- Что нужно сделать -
Подхватите текст о ювенильном характере русской литературы и продолжите его сразу после последнего приведенного предложения.

- Показанный текст -

Кантовский категорический императив предъявляет к личности такие нравственные требования, которые могли бы быть внесены во всеобщее законодательство. Но в России опять-таки не верят «закону», предпочитая «благодать», не надеются на юридическую норму, уповая на ее «превышение» – в святости ли, в детской вере или «безумном» порыве. Еще Тургенев писал Гонкурам: «Да, вы люди латинской расы, в Вас сидит еще римлянин и его религия права; словом, вы люди закона. Мы не таковы… Да… в нас меньше условности, в нас больше человечного» 8. Другое дело, что, как заметил Николай Бердяев, «отрицание правовых начал опускает жизнь ниже правовых начал» 9. Речь идет о некоей «идеальной устремленности» русской ментальности и русского искусства.

И вот почему я назвала бы эту литературу ювенильной, то есть ориентированной на юность с ее «крайними» решениями, наиболее интенсивным нравственным вопрошанием, идеальными порывами духа. Разумеется, речь идет не о «паспортной» юности. Недаром Герцен писал: «Где, в каком углу современного Запада найдете вы такие группы отшельников мысли, схимников науки, фанатиков убеждений, у которых седеют волосы, а стремления вечно юны?» 10 Иными словами, юность такого рода может длиться всю жизнь.

С ювенильным характером русской литературы связаны и те «предельные» модели – «катастрофы» и «ухода», о которых пойдет у нас речь. Эти модели не рассчитаны на «здравый смысл», «норму», стремление благополучно устроиться в реальных обстоятельствах и обрести «простое» и «скромное» счастье. Они по-юношески безоглядны и максималистичны, овеяны детскими интуициями красоты и полноты жизни, тоже весьма характерными для русского искусства. Вспомним хотя бы «смолянок» Дмитрия Левицкого и «Девочку с персиками» Валентина Серова, героев «Детства» Льва Толстого и «Жизни Арсеньева» Ивана Бунина.

- Исходные материалы -

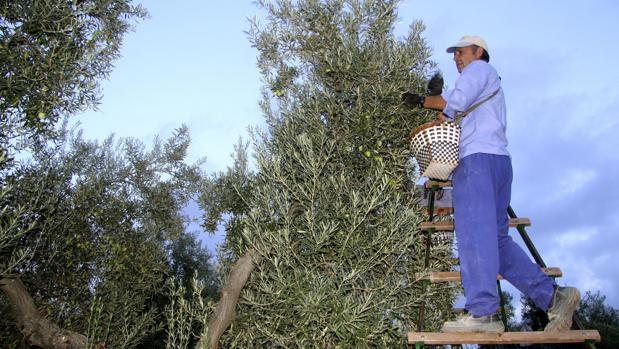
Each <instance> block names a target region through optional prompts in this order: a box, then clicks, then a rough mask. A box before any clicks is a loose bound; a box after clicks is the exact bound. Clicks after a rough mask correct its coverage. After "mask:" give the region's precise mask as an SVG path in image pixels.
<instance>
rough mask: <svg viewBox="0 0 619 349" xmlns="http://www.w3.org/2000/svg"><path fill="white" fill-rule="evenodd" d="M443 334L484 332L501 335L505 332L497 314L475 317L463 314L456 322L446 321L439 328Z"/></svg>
mask: <svg viewBox="0 0 619 349" xmlns="http://www.w3.org/2000/svg"><path fill="white" fill-rule="evenodd" d="M441 331H443V332H485V333H502V332H504V331H505V328H504V327H503V322H501V320H499V316H498V315H497V314H491V315H486V316H480V317H475V316H473V315H471V314H464V315H461V316H460V317H458V319H456V321H447V322H445V323H444V324H443V328H441Z"/></svg>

- Итог задания -
Обе эти модели не ориентированы и на «устоявшуюся», размеренную жизнь внутри социума, что тоже характерно для русской ювенильной ментальности. Тут обретение «окончательной» формы отождествляется, как правило, с «провалом» в житейскую пошлость. Самое худшее, что может случиться с Ленским, – это вовсе не смерть на дуэли, а «обыкновенный удел» сельского помещика, привыкшего к своей размеренной жизни, как к стеганому халату.

В набоковском «Приглашении на казнь» маленькой Эммочке дарят чудовищный «фотогороскоп», где с помощью слегка подправленных фотографий ее матери прослеживается вся ее будущая жизнь во многих видах и позах, «вплоть до самой последней – лежачей».

Это и есть апофеоз пошлости – человеческая жизнь, заранее уложенная в «пристойную» форму без неожиданностей и отклонений от общепринятого.

 Розанов негодует, почему эта литература воспевает не брак, а любовь. Да потому, что она вообще ориентирована не на «конечные» и оформившиеся вещи – семью, государство, армию, службу, – а на вещи бесконечные, – во всем прочем она сомневается.

Пожилой Толстой, обремененный многочисленным семейством, задает себе «детский» вопрос, что такое брак, и пишет свою действительно сокрушительную для семейных устоев «Крейцерову сонату» (а ведь никому пока что не удалось ответить на толстовские вопросы!). Тургенев одновременно и любит и не любит своего нигилиста и максималиста Базарова11, а вот Аркадий, «вовремя созревший», или, по выражению Писарева, находящийся «в переходном состоянии из отрочества в старость» 12, не вызывает у него ни сочувствия, ни интереса.

Герой набоковского «Подвига» Мартын, встретив после разлуки друга студенческой юности Дарвина, не находит с ним ничего общего, так как «после тревог и забав молодости» тот «вышел на гладко мощенную дорогу», то есть безнадежно «повзрослел».

Все «ставшее», окостеневшее, довольное собой здесь на подозрении.

Виновато ли русское искусство в том, что видит вопросы, неясности, иррационализм живой жизни?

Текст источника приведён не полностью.